Objectif — Restituez à l'identique le passage de l'éloge funèbre d'Henri Cuq ci-dessous qui commence par « Réunion du 29 » et va jusqu'à « perdu un compagnon. ».

Texte fourni —
· · · · ·

Réunion du 29 juin 2010 à 15h00
Éloge funèbre d'henri cuq

François Fillon, Premier ministre :

Madame, monsieur le président, mesdames et messieurs les députés, la France a perdu l'un de ses loyaux serviteurs, l'Assemblée nationale a perdu l'une de ses figures, et nous avons perdu un compagnon.

Issu de la Résistance et du Gaullisme, le terme de compagnon symbolise cette façon fraternelle de cheminer ensemble sur les voies escarpées de la grandeur nationale. Dans les bons et les mauvais jours, Henri incarne l'image de ce compagnonnage fait d'épreuves et de souvenirs partagés. Même ceux qui ne le connaissent pas personnellement, même ceux qui n'étaient pas de son bord politique savaient qu'Henri Cuq était authentique et droit. Il venait de l'Ariège. Son enfance avait été campagnarde, éclairée par les beautés tranchantes du pays d'Oc. Il avait gardé cet accent rocailleux qui révélait l'homme simple, l'homme franc, l'homme chaleureux qu'il n'a jamais cessé d'être, au long d'une carrière politique où les succès avaient pourtant été nombreux.

· · · · ·

Données fournies —
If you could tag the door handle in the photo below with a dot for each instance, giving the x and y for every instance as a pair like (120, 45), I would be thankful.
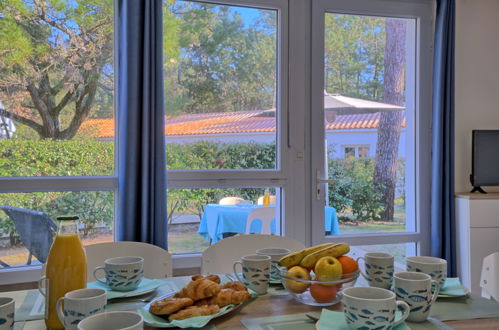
(318, 182)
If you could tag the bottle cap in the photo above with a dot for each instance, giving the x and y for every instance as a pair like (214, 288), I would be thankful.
(67, 218)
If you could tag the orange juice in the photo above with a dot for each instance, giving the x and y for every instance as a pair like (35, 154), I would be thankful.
(266, 198)
(66, 270)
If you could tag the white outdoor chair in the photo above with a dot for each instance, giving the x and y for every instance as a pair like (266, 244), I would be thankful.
(220, 257)
(260, 200)
(264, 214)
(489, 279)
(157, 261)
(233, 200)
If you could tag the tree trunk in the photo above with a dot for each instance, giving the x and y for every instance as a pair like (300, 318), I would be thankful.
(385, 167)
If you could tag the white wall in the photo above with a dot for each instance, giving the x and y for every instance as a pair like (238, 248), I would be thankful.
(477, 78)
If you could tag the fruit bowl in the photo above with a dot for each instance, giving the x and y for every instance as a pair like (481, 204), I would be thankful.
(314, 292)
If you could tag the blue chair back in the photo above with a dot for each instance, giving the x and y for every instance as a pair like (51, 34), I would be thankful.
(36, 230)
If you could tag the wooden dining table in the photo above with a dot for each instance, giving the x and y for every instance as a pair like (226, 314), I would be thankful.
(269, 305)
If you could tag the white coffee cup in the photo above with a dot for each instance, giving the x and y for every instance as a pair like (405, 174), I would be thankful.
(7, 310)
(379, 269)
(79, 304)
(372, 308)
(416, 290)
(435, 267)
(275, 255)
(122, 273)
(256, 272)
(113, 321)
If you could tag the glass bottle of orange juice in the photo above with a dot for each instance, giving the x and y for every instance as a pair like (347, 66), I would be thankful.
(66, 268)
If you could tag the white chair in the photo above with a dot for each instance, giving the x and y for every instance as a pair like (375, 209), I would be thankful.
(232, 201)
(264, 214)
(220, 257)
(489, 279)
(157, 261)
(272, 200)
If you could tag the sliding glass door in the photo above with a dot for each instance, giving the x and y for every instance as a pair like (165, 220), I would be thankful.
(370, 124)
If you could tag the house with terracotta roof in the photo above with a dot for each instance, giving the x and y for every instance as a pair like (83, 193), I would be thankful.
(347, 134)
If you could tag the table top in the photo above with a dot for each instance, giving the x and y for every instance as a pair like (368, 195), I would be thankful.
(219, 219)
(263, 306)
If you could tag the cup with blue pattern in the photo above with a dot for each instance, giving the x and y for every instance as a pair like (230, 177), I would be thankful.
(379, 269)
(416, 290)
(7, 309)
(79, 304)
(122, 273)
(275, 255)
(255, 272)
(435, 267)
(369, 308)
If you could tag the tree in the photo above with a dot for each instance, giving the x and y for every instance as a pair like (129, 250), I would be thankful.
(385, 168)
(220, 63)
(55, 59)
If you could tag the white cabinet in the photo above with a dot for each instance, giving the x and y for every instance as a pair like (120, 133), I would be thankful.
(477, 231)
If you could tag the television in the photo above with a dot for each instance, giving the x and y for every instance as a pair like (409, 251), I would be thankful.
(484, 159)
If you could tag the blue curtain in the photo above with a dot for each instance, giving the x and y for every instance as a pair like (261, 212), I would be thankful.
(141, 139)
(443, 227)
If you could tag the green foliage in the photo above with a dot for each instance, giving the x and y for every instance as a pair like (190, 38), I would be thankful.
(354, 188)
(55, 158)
(211, 155)
(354, 55)
(218, 62)
(58, 158)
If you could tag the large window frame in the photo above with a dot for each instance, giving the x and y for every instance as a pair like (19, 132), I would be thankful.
(300, 91)
(422, 12)
(278, 177)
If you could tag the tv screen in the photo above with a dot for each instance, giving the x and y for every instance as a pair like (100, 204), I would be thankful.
(485, 158)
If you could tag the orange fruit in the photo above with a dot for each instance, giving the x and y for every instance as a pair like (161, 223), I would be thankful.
(322, 293)
(349, 265)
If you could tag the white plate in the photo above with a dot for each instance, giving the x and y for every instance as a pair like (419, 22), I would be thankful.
(146, 286)
(159, 322)
(466, 292)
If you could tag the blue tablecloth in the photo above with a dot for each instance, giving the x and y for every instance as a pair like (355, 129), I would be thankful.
(219, 219)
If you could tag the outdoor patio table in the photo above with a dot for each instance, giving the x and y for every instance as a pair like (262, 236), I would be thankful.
(284, 310)
(219, 219)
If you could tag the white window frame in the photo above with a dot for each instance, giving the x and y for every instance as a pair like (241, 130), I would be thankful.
(422, 11)
(299, 96)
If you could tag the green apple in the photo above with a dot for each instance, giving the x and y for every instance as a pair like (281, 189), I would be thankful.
(328, 269)
(299, 273)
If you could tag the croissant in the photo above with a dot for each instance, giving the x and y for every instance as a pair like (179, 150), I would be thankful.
(214, 278)
(238, 286)
(169, 305)
(199, 289)
(226, 297)
(193, 311)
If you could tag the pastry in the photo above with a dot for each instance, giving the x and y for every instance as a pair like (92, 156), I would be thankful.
(214, 278)
(193, 311)
(199, 289)
(238, 286)
(226, 297)
(169, 305)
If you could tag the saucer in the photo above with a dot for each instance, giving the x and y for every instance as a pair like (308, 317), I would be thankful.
(146, 286)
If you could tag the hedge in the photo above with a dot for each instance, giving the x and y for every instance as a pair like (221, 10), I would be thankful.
(354, 189)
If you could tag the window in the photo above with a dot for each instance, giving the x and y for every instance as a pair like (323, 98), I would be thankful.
(224, 90)
(370, 70)
(56, 104)
(356, 151)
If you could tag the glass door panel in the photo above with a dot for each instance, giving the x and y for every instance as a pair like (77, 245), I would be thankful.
(365, 116)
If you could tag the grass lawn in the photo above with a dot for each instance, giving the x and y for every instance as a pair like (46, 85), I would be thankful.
(372, 227)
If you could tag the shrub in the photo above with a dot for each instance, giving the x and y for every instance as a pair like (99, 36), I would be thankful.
(355, 188)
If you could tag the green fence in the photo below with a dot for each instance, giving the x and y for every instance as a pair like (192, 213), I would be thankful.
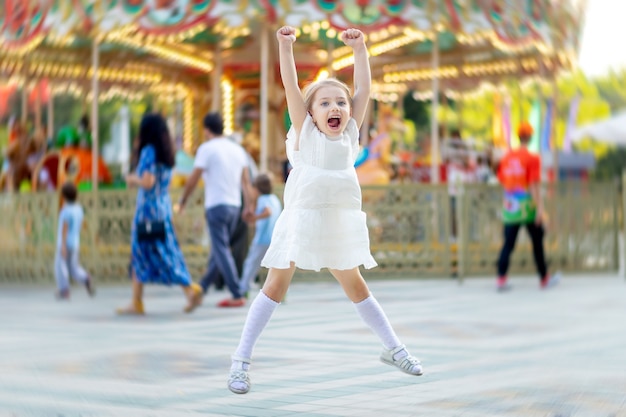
(411, 232)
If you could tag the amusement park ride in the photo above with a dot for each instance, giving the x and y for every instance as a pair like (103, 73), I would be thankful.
(197, 55)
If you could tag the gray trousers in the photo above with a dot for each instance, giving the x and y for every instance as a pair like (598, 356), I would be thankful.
(64, 268)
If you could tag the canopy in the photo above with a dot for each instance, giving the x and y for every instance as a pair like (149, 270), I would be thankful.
(170, 46)
(611, 130)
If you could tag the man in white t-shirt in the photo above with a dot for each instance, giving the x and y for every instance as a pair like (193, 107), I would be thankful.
(223, 165)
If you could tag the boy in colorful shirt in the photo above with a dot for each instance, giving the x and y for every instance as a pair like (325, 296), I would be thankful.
(519, 172)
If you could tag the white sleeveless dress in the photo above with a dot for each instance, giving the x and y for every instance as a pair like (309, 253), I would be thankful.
(322, 224)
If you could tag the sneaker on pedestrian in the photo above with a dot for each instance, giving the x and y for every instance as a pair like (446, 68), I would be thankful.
(232, 302)
(89, 287)
(63, 294)
(239, 379)
(402, 359)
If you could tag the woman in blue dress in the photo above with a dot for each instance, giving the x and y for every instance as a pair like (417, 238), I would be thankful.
(160, 260)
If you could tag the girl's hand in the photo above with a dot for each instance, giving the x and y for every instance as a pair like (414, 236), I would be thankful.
(353, 37)
(286, 34)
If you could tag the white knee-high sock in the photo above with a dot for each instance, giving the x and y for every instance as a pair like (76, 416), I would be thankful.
(259, 315)
(373, 315)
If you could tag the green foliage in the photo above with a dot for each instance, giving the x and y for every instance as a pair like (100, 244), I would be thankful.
(598, 99)
(611, 165)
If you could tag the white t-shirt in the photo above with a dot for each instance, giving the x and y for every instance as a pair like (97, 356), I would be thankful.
(222, 162)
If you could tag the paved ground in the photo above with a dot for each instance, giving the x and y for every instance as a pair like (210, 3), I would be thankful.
(525, 353)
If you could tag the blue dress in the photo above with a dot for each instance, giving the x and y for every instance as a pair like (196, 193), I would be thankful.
(158, 262)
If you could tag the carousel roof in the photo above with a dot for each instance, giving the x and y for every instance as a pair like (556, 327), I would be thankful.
(171, 46)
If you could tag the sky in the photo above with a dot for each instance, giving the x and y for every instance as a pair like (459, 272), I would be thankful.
(603, 37)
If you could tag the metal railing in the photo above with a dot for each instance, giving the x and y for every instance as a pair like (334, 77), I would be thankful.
(411, 232)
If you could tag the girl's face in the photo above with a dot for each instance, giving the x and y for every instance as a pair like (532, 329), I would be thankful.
(331, 110)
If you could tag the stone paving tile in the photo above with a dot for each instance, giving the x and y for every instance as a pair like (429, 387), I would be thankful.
(557, 353)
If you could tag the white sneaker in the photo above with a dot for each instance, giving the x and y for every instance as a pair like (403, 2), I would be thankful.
(238, 379)
(407, 364)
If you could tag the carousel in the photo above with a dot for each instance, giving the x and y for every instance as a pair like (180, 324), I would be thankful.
(187, 57)
(191, 56)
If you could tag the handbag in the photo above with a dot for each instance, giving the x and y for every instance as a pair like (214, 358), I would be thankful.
(151, 230)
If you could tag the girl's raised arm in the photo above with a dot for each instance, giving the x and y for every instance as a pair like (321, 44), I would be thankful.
(295, 102)
(362, 73)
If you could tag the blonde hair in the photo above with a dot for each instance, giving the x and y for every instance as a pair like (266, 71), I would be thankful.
(312, 89)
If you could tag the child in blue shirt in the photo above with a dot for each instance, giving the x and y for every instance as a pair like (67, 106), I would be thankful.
(66, 261)
(268, 207)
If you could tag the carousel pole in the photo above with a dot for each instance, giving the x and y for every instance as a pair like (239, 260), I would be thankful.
(434, 126)
(95, 62)
(555, 148)
(216, 79)
(37, 107)
(50, 111)
(265, 68)
(24, 115)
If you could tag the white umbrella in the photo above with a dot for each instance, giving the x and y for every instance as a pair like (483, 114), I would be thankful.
(611, 130)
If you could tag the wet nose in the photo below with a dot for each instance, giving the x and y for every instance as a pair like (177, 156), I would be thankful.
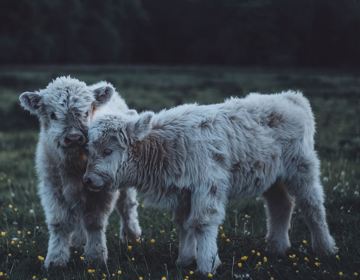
(92, 184)
(74, 138)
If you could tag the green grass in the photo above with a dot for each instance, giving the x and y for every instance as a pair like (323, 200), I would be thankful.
(335, 98)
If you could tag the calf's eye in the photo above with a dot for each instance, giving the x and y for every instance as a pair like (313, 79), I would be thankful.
(107, 152)
(53, 116)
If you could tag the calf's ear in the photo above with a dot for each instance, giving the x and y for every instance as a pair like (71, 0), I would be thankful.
(102, 92)
(142, 126)
(30, 101)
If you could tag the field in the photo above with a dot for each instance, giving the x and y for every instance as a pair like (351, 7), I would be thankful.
(335, 97)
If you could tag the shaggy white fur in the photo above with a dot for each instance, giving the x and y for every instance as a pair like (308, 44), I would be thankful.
(75, 215)
(191, 159)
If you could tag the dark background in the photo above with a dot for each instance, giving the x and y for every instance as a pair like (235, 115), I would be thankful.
(306, 33)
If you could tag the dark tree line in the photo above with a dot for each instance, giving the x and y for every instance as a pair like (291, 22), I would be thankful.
(233, 32)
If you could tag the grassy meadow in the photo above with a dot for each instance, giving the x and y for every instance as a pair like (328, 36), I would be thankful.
(335, 97)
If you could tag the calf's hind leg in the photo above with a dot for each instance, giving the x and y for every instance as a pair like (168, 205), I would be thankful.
(126, 207)
(308, 191)
(278, 206)
(187, 239)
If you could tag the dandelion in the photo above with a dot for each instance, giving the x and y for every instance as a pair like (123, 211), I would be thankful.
(244, 258)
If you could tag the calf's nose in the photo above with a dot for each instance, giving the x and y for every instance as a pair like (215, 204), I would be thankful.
(74, 138)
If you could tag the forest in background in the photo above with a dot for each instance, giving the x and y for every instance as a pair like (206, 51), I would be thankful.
(307, 33)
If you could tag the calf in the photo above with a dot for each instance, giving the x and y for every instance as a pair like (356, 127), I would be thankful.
(75, 215)
(191, 159)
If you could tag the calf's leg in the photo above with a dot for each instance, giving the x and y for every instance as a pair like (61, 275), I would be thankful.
(278, 206)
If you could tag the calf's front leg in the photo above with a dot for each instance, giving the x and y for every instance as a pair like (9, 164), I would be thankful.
(97, 210)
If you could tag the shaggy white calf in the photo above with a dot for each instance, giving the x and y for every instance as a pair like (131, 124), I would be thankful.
(75, 215)
(192, 158)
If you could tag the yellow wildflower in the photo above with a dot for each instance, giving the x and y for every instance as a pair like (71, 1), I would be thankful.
(244, 258)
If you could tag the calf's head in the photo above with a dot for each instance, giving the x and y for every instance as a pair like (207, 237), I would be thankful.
(112, 139)
(64, 109)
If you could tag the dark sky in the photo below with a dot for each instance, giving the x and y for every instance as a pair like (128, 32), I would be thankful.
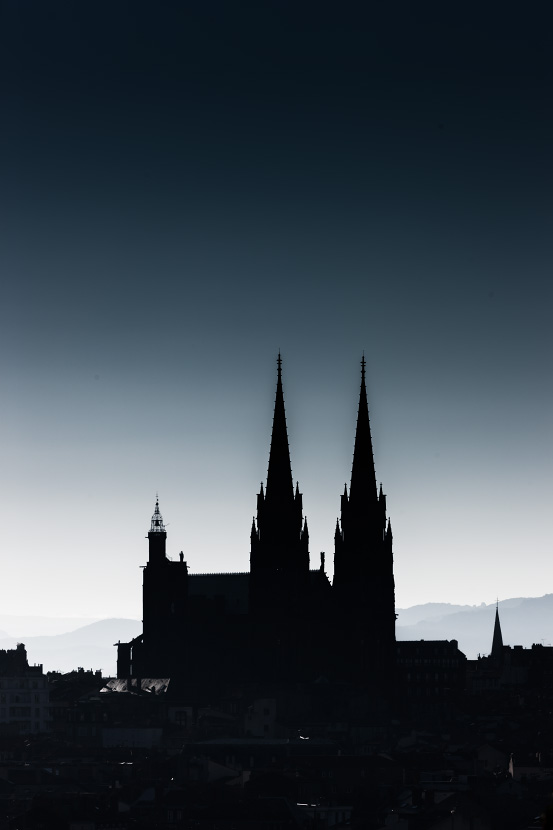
(188, 187)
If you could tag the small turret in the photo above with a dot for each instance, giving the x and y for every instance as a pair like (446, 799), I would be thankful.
(157, 538)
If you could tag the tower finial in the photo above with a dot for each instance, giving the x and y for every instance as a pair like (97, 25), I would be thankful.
(157, 525)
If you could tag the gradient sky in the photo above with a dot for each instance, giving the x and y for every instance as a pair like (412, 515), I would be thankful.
(188, 187)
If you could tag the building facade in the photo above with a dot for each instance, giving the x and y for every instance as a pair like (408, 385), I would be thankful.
(283, 621)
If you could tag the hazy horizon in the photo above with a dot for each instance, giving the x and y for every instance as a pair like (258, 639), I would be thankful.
(185, 191)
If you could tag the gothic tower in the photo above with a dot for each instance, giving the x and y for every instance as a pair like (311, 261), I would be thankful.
(279, 561)
(363, 562)
(164, 603)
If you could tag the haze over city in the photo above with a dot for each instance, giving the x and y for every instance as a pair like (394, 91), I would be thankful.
(185, 191)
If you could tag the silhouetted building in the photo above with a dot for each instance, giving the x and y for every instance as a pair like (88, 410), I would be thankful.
(23, 693)
(282, 621)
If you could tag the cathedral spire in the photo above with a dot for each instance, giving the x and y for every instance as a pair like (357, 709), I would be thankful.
(497, 642)
(363, 478)
(279, 473)
(279, 556)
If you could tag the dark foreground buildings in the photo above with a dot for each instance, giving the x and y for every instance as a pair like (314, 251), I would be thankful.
(283, 622)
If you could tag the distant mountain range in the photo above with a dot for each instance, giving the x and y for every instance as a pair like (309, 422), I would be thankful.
(524, 621)
(65, 643)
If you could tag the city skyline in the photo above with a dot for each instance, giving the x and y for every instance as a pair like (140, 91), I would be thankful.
(184, 194)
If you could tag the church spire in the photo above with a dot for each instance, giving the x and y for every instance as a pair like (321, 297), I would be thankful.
(279, 557)
(363, 478)
(279, 473)
(497, 642)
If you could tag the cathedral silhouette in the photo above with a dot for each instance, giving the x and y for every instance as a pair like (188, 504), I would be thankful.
(283, 622)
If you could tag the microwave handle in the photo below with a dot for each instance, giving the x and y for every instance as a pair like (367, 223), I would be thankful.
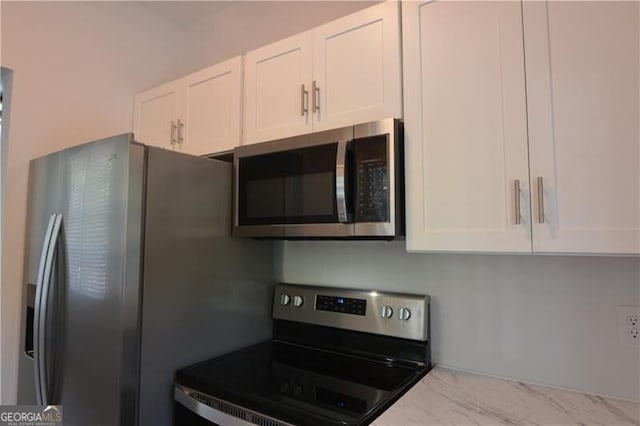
(341, 196)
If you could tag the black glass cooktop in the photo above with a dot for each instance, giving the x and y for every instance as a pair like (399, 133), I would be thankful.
(301, 385)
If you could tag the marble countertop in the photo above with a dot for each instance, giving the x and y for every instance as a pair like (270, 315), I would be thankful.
(450, 397)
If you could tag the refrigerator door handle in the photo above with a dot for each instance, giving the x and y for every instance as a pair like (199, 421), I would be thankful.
(41, 308)
(38, 307)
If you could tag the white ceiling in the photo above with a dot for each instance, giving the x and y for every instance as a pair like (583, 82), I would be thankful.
(185, 13)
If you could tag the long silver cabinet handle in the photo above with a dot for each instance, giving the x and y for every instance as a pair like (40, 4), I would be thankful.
(180, 127)
(38, 308)
(40, 358)
(304, 100)
(516, 191)
(174, 127)
(315, 103)
(341, 197)
(540, 200)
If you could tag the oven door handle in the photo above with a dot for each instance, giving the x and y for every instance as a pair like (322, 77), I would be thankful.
(341, 191)
(187, 397)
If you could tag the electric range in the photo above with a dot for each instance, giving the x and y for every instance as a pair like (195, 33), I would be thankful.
(337, 357)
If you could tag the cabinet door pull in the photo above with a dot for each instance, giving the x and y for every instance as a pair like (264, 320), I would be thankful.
(316, 97)
(304, 101)
(516, 190)
(173, 132)
(540, 200)
(180, 127)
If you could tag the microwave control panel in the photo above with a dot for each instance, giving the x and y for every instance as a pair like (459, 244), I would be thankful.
(372, 179)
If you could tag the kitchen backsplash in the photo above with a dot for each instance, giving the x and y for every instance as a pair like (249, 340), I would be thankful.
(543, 319)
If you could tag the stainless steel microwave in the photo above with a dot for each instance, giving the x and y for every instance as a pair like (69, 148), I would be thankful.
(342, 183)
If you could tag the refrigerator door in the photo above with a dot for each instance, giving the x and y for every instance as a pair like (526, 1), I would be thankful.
(45, 187)
(99, 191)
(102, 201)
(204, 293)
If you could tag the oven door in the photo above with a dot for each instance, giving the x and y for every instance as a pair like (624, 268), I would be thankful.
(295, 187)
(194, 408)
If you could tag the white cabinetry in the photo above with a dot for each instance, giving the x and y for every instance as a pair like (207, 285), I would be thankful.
(277, 85)
(583, 94)
(198, 114)
(469, 145)
(341, 73)
(155, 115)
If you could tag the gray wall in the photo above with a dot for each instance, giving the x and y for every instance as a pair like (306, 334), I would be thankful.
(543, 319)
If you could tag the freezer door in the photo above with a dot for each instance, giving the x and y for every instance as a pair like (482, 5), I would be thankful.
(102, 182)
(45, 189)
(98, 200)
(204, 293)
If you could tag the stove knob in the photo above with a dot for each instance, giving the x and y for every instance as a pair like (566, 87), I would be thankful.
(297, 390)
(386, 311)
(404, 314)
(297, 301)
(285, 299)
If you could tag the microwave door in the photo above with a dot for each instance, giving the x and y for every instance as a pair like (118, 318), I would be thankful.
(293, 193)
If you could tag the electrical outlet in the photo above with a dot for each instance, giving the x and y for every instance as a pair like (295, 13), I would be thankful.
(629, 325)
(633, 320)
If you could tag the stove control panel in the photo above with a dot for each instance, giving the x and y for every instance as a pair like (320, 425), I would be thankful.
(386, 313)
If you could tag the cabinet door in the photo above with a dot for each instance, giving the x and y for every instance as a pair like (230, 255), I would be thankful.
(583, 92)
(465, 127)
(356, 68)
(155, 115)
(212, 108)
(276, 104)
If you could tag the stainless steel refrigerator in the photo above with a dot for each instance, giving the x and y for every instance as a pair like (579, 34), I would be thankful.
(131, 273)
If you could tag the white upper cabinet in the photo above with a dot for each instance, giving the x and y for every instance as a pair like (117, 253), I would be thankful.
(277, 85)
(198, 114)
(474, 131)
(155, 115)
(465, 127)
(357, 68)
(583, 94)
(213, 108)
(345, 72)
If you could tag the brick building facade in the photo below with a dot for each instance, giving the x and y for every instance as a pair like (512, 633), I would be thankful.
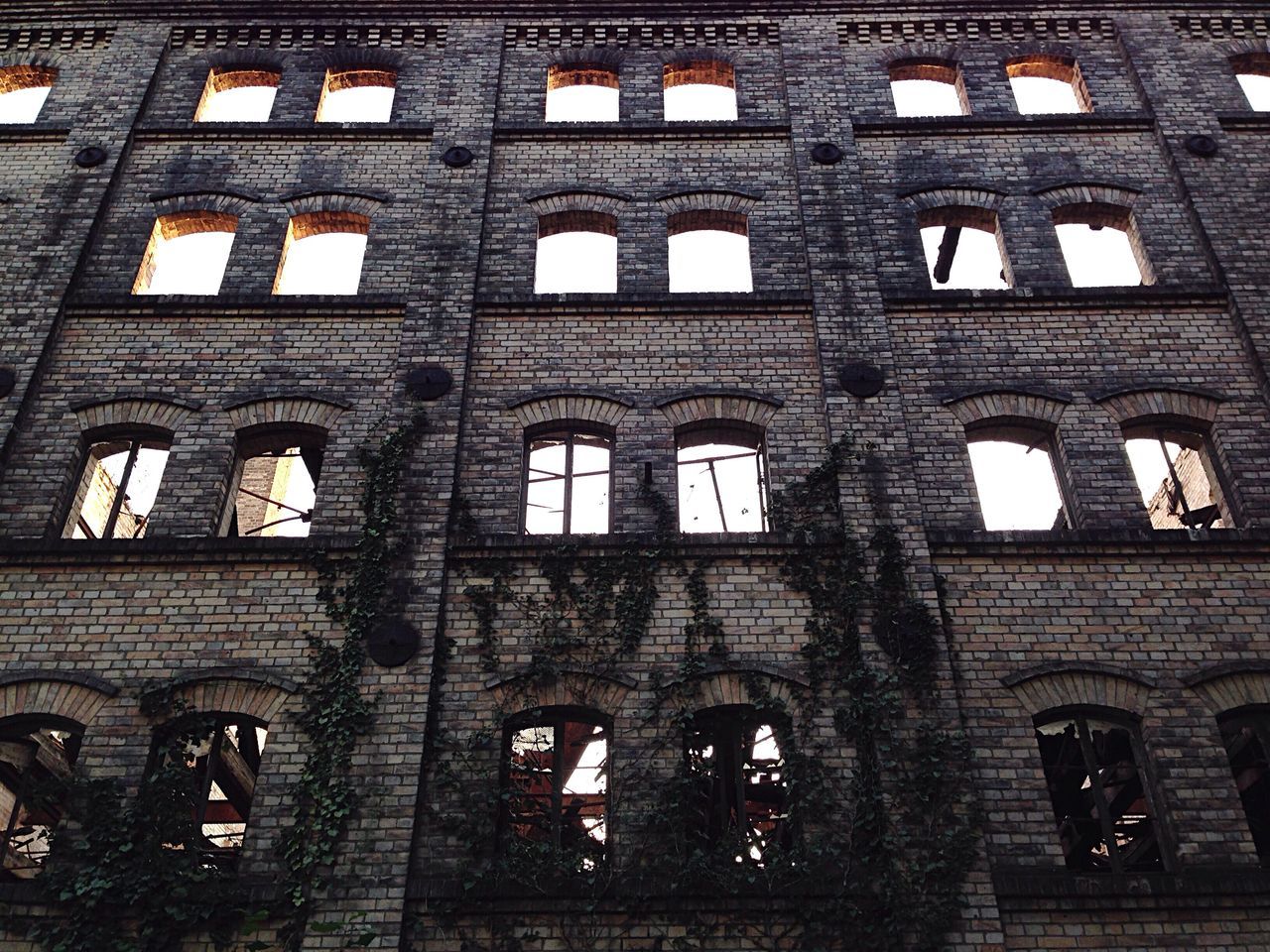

· · · · ·

Réponse complète —
Réunion du 29 juin 2010 à 15h00
Éloge funèbre d'henri cuq

François Fillon, Premier ministre :

Madame, monsieur le président, mesdames et messieurs les députés, la France a perdu l'un de ses loyaux serviteurs, l'Assemblée nationale a perdu l'une de ses figures, et nous avons perdu un compagnon.